Exercise 1 -> Please gather every line of the records that contains the string "marks", treating uppercase and lowercase as different.

=-=-=-=-=

Using Faraday's law we have
$$\mathcal{E}=\oint\vec{E}\cdot d\vec{l}=\frac{Q}{C}+IR=-L\dot{I}\tag{1}$$
where ##I=\dot{Q}##.
After rearranging the expression we get
$$\ddot{Q}+\frac{R}{L}\dot{Q}+\frac{1}{LC}Q=0\tag{2}$$
$$\ddot{Q}+\gamma\dot{Q}+\omega_0^2Q=0\tag{3}$$
If the system is critically- or over-damped then ##Q## becomes zero at most once.
Therefore, for the sign of ##Q## to be reversed at multiple times, we need to have an under-damped system and so the condition
$$\gamma^2<4\omega_0^2\tag{4}$$
must be satisfied and we have oscillations.
(4) implies
$$R^2<4\frac{L}{C}\tag{5}$$
The solution to the differential equation is
$$Q(t)=e^{-\frac{\gamma t}{2}}(c_1\cos{\omega t}+c_2\sin{\omega t})\tag{6}$$
$$=e^{-\frac{\gamma t}{2}}A\cos{(\omega t-\phi)}\tag{7}$$
where
$$A=\sqrt{c_1^2+c_2^2}\tag{8}$$
$$\tan{\phi}=\frac{c_2}{c_1}\tag{9}$$
If we now impose the initial conditions
$$Q(0)=Q_0$$
$$\dot{Q}(0)=I(0)=I_0$$
then we find
$$Q(0)=A\cos{\phi}=0$$
$$\tan{\phi}=\frac{2LI_0+R}{2L\sqrt{\omega_0^2-\frac{\gamma^2}{r}}}\tag{10}$$
My question is about item (c).
What I learned about the quality factor is the following.
The quality factor is ##2\pi## times the number of oscillations for the energy to decrease by a factor of ##e^{-1}##.
It is also ##\pi## times the number of oscillations for the amplitude to decrease by this same factor.
Amplitude is proportional to ##e^{-\frac{\gamma t}{2}}##.

=-=-=-=-=

Exercise 2 -> According to the damped-oscillation derivation, the quality factor is 2π times the number of oscillations needed for what to happen?

=-=-=-=-=

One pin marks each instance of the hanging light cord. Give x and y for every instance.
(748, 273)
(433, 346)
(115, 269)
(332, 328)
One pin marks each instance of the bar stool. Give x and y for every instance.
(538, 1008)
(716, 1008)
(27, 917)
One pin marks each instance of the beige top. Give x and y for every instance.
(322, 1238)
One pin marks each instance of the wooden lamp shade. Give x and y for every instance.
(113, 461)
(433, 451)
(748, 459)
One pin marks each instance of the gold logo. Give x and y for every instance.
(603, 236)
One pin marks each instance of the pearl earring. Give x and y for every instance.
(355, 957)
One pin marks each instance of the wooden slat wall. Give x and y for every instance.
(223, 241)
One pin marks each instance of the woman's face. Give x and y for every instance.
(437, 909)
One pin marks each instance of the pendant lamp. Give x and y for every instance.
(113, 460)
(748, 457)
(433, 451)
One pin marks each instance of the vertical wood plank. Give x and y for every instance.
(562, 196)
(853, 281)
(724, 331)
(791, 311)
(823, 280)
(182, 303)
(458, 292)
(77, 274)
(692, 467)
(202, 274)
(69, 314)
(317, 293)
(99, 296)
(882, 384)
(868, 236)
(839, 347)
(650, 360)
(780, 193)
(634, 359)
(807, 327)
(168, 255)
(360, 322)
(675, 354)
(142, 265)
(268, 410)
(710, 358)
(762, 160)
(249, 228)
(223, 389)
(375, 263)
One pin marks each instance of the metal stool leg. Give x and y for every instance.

=-=-=-=-=

Complete answer 1 ->
One pin marks each instance of the hanging light cord. Give x and y for every instance.
One pin marks each instance of the bar stool. Give x and y for every instance.
One pin marks each instance of the beige top. Give x and y for every instance.
One pin marks each instance of the wooden lamp shade. Give x and y for every instance.
One pin marks each instance of the gold logo. Give x and y for every instance.
One pin marks each instance of the pearl earring. Give x and y for every instance.
One pin marks each instance of the wooden slat wall. Give x and y for every instance.
One pin marks each instance of the woman's face. Give x and y for every instance.
One pin marks each instance of the pendant lamp. Give x and y for every instance.
One pin marks each instance of the vertical wood plank. Give x and y for every instance.
One pin marks each instance of the metal stool leg. Give x and y for every instance.

Complete answer 2 -> For the energy to decrease by a factor of e^{-1}.